Start of INPUT FOR THIS TASK

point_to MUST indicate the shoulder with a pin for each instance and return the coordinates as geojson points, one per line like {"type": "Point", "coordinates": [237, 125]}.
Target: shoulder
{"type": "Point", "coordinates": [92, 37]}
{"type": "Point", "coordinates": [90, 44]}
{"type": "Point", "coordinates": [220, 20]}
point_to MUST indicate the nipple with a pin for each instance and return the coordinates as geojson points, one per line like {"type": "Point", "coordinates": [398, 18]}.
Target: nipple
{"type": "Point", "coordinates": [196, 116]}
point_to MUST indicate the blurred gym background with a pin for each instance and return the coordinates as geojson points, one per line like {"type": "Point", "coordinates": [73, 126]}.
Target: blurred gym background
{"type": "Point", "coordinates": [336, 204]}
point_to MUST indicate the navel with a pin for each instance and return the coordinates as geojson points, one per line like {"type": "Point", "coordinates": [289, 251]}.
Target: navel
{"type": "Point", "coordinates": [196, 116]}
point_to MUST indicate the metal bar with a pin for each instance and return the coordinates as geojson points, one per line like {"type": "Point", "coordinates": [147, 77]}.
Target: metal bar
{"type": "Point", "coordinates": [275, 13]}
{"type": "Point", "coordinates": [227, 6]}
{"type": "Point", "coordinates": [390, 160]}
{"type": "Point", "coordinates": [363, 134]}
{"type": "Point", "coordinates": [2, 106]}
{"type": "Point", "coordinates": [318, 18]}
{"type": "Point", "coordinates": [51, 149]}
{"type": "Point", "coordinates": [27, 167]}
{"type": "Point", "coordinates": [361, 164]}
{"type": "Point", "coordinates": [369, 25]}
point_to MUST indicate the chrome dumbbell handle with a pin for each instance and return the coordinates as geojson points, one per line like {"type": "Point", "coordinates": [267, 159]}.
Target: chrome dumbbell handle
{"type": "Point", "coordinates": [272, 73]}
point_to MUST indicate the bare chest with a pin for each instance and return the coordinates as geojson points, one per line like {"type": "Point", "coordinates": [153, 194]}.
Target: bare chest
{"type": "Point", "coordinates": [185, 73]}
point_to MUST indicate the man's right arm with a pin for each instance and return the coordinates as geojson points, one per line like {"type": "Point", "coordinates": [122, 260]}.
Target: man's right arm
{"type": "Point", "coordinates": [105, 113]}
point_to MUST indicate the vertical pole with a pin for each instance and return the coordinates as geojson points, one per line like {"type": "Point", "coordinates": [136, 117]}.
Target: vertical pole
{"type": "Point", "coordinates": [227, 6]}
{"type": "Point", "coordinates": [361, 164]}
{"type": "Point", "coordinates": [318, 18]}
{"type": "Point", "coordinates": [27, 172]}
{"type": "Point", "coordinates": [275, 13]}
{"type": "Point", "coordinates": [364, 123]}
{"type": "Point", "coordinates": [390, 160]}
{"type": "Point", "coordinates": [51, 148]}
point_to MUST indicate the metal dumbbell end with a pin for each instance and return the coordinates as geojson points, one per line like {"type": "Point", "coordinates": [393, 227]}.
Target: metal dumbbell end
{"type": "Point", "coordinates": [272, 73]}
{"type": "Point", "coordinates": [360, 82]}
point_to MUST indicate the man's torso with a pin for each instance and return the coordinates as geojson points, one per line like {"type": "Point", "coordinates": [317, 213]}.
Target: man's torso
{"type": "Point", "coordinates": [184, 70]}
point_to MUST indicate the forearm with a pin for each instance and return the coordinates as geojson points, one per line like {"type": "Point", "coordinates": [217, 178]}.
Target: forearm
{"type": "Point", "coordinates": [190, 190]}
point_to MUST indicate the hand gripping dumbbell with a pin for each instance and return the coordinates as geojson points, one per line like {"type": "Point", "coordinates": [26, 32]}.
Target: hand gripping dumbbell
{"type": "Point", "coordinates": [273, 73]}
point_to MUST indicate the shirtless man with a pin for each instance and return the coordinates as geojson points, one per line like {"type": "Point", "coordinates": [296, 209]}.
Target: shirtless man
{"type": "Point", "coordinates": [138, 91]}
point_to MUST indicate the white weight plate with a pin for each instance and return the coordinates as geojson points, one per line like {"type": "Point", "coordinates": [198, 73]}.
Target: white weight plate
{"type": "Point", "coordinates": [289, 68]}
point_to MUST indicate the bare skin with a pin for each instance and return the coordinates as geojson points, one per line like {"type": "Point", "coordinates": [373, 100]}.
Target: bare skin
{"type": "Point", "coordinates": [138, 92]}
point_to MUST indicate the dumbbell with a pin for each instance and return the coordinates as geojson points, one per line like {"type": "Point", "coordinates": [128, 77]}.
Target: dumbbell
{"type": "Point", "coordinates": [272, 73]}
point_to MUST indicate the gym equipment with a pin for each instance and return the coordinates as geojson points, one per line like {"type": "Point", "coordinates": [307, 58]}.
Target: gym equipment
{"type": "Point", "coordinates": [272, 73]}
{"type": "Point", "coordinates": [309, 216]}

End of INPUT FOR THIS TASK

WORK ITEM
Set out the entries once more, word for word.

EXERCISE ANSWER
point_to MUST indicate the shoulder with a pin for each instance and return the coordinates as geojson points, one per line like {"type": "Point", "coordinates": [237, 125]}.
Target: shoulder
{"type": "Point", "coordinates": [92, 37]}
{"type": "Point", "coordinates": [90, 44]}
{"type": "Point", "coordinates": [220, 20]}
point_to MUST indicate the nipple with a pin for each instance and return the coordinates as geojson points, one per line like {"type": "Point", "coordinates": [398, 18]}.
Target: nipple
{"type": "Point", "coordinates": [196, 116]}
point_to MUST indicate the blurred gym background with a pin for each instance and return the coordinates as geojson points, one per line like {"type": "Point", "coordinates": [73, 126]}.
Target: blurred gym background
{"type": "Point", "coordinates": [336, 204]}
point_to MUST indicate the navel with a pin for each instance and return the coordinates as geojson points, one per line like {"type": "Point", "coordinates": [289, 251]}.
Target: navel
{"type": "Point", "coordinates": [196, 116]}
point_to MUST indicate the metal bar with a pin for each instance and return the coordinates as geojson points, one per line like {"type": "Point", "coordinates": [147, 77]}.
Target: metal bar
{"type": "Point", "coordinates": [275, 13]}
{"type": "Point", "coordinates": [227, 6]}
{"type": "Point", "coordinates": [390, 160]}
{"type": "Point", "coordinates": [363, 134]}
{"type": "Point", "coordinates": [2, 106]}
{"type": "Point", "coordinates": [318, 18]}
{"type": "Point", "coordinates": [51, 149]}
{"type": "Point", "coordinates": [27, 167]}
{"type": "Point", "coordinates": [361, 164]}
{"type": "Point", "coordinates": [369, 25]}
point_to MUST indicate the chrome dumbbell handle with a pin for each instance and return the coordinates as geojson points, one per line like {"type": "Point", "coordinates": [267, 159]}.
Target: chrome dumbbell handle
{"type": "Point", "coordinates": [272, 73]}
point_to MUST indicate the bare chest with a pin for each instance and return the coordinates as geojson points, one per line like {"type": "Point", "coordinates": [153, 194]}.
Target: bare chest
{"type": "Point", "coordinates": [185, 73]}
point_to MUST indicate the man's right arm with a pin for each instance and return the coordinates as geojson points, one per line like {"type": "Point", "coordinates": [122, 260]}.
Target: man's right arm
{"type": "Point", "coordinates": [105, 113]}
point_to MUST indicate the vertical pole with a pin for each instance and return the coordinates as geojson points, one per line like {"type": "Point", "coordinates": [136, 117]}.
Target: vertical pole
{"type": "Point", "coordinates": [227, 6]}
{"type": "Point", "coordinates": [361, 164]}
{"type": "Point", "coordinates": [318, 18]}
{"type": "Point", "coordinates": [27, 172]}
{"type": "Point", "coordinates": [275, 13]}
{"type": "Point", "coordinates": [364, 123]}
{"type": "Point", "coordinates": [390, 160]}
{"type": "Point", "coordinates": [51, 148]}
point_to MUST indicate the metal dumbbell end with a pin for each instance and return the coordinates as geojson points, one per line like {"type": "Point", "coordinates": [393, 227]}.
Target: metal dumbbell end
{"type": "Point", "coordinates": [272, 73]}
{"type": "Point", "coordinates": [360, 82]}
point_to MUST indicate the man's torso with a pin for each instance and return the coordinates as geojson points, one per line like {"type": "Point", "coordinates": [317, 213]}.
Target: man's torso
{"type": "Point", "coordinates": [184, 70]}
point_to MUST indicate the forearm with a pin for each instance and return the coordinates as geojson points, one per line like {"type": "Point", "coordinates": [217, 178]}.
Target: forearm
{"type": "Point", "coordinates": [190, 190]}
point_to MUST indicate the hand gripping dumbbell with a pin for each instance and return the coordinates as geojson points, one per line like {"type": "Point", "coordinates": [26, 32]}.
Target: hand gripping dumbbell
{"type": "Point", "coordinates": [273, 73]}
point_to MUST indicate the shirtless man with a pin for each instance and return the coordinates as geojson points, one per line like {"type": "Point", "coordinates": [296, 209]}.
Target: shirtless man
{"type": "Point", "coordinates": [138, 91]}
point_to MUST indicate the white weight plate with a pin for each instance and return the coordinates as geojson points, one per line like {"type": "Point", "coordinates": [198, 73]}.
Target: white weight plate
{"type": "Point", "coordinates": [289, 68]}
point_to MUST indicate the bare skin with a pin for each instance and return the coordinates as geojson points, one per line like {"type": "Point", "coordinates": [373, 100]}.
Target: bare skin
{"type": "Point", "coordinates": [138, 92]}
point_to MUST indicate the dumbbell with a pin for each instance and return the coordinates as geojson points, one per line like {"type": "Point", "coordinates": [128, 77]}.
Target: dumbbell
{"type": "Point", "coordinates": [272, 73]}
point_to MUST indicate the gym equipment with a pin for each instance and return the coordinates as geojson points, one per line like {"type": "Point", "coordinates": [307, 58]}.
Target: gym equipment
{"type": "Point", "coordinates": [272, 73]}
{"type": "Point", "coordinates": [309, 216]}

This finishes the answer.